- Stored rows:
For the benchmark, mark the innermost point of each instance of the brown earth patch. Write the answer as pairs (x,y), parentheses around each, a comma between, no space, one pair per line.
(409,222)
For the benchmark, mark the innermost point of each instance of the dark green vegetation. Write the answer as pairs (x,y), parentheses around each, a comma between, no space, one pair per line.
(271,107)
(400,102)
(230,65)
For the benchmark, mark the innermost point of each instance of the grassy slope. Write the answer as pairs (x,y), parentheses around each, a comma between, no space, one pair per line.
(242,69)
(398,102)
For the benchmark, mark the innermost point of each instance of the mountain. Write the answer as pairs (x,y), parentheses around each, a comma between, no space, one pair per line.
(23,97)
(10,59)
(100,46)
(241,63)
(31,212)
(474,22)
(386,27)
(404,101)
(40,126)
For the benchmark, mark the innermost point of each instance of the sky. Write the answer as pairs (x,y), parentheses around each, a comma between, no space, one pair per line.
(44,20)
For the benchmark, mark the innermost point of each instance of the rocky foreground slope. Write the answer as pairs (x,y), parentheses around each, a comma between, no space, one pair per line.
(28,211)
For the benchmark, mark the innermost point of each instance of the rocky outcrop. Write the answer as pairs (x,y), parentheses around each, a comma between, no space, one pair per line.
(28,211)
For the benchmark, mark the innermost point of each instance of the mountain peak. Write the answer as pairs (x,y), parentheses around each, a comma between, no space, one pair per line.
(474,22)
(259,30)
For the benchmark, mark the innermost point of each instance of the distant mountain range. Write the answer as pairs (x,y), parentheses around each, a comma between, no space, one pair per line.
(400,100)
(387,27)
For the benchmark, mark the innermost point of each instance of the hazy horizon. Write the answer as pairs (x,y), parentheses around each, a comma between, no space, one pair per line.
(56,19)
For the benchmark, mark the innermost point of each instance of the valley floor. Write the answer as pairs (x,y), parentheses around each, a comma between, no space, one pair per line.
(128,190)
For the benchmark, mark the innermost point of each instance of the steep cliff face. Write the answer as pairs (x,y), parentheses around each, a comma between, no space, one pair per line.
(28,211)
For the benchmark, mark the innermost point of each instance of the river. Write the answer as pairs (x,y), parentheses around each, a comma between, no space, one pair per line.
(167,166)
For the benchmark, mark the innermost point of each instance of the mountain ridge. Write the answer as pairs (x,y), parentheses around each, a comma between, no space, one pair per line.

- What to do:
Write out the full listing exactly as given.

- Solution to the exercise:
For the benchmark, mark the innermost point of each instance of the brown earth patch. Write the answer as pairs (x,y), parentheses around each, a comma between, no space, one pair per line.
(409,222)
For the benchmark, mark the innermost point of each instance of the dark green vegetation. Write the answer as pairs (x,y), parentheses around each, a comma between, no space, one pair per line.
(271,107)
(400,102)
(230,65)
For the benchmark, mark the innermost point of each instance of the grassy slope. Write the answer as pairs (x,y), parentheses around each, a comma between, no space, one pair per line.
(242,69)
(398,102)
For the benchmark, mark the innermost point of each instance of the mountain. Write the answer as pairs (x,y), parentheses around each, a comma between, no space, one pair per line.
(23,97)
(10,59)
(100,46)
(241,63)
(31,212)
(474,22)
(386,27)
(404,101)
(40,126)
For the benchmark, mark the innermost point of each instance of the sky. Write the answer as pairs (x,y), parentheses around each, a comma between, no space, one pair per line.
(44,20)
For the benchmark, mark the innermost point of each instance of the rocky foreground slope. Write the answer as pairs (x,y), parentheses around each, a comma between, no space, one pair per line.
(28,211)
For the benchmark, mark the innermost point of each instance of the rocky outcrop. Write the answer as pairs (x,y), parentheses around each, a comma between, no space, one pair per line.
(28,211)
For the benchmark, mark the innermost point of each instance of the mountain peak. Write the answer as pairs (x,y), parentheses around each, a comma between, no space, one pair per line.
(474,22)
(259,30)
For the benchmark, mark the innermost point of each instance of the distant mountain range. Write the answer as pairs (x,y), parentheses around each, a comma between, no space, one pair per line.
(400,100)
(387,27)
For the benchmark, mark the innermost point of each instance of the hazy horizon. Write the answer as pairs (x,y), parentheses around each, a comma between, no space, one pair per line.
(56,19)
For the benchmark, mark the innermost point of each instance of the valley floor. Write the answer as pairs (x,y), parentheses around each, a comma between, no space, one pair per line.
(128,190)
For the benchmark, mark the innermost point of each instance of the steep cliff face. Write the answer as pairs (x,y), parentheses around each, a comma between, no space, one pair per line.
(28,211)
For the benchmark, mark the innermost point of each instance of the river. Write the answer as pairs (x,y), parentheses around each, a comma between, no space, one pair per line.
(167,166)
For the benchmark, mark the innermost point of each instance of the mountain ridge. Write the answer as pairs (x,y), parentheses around each, a comma between, no space, one pair per line.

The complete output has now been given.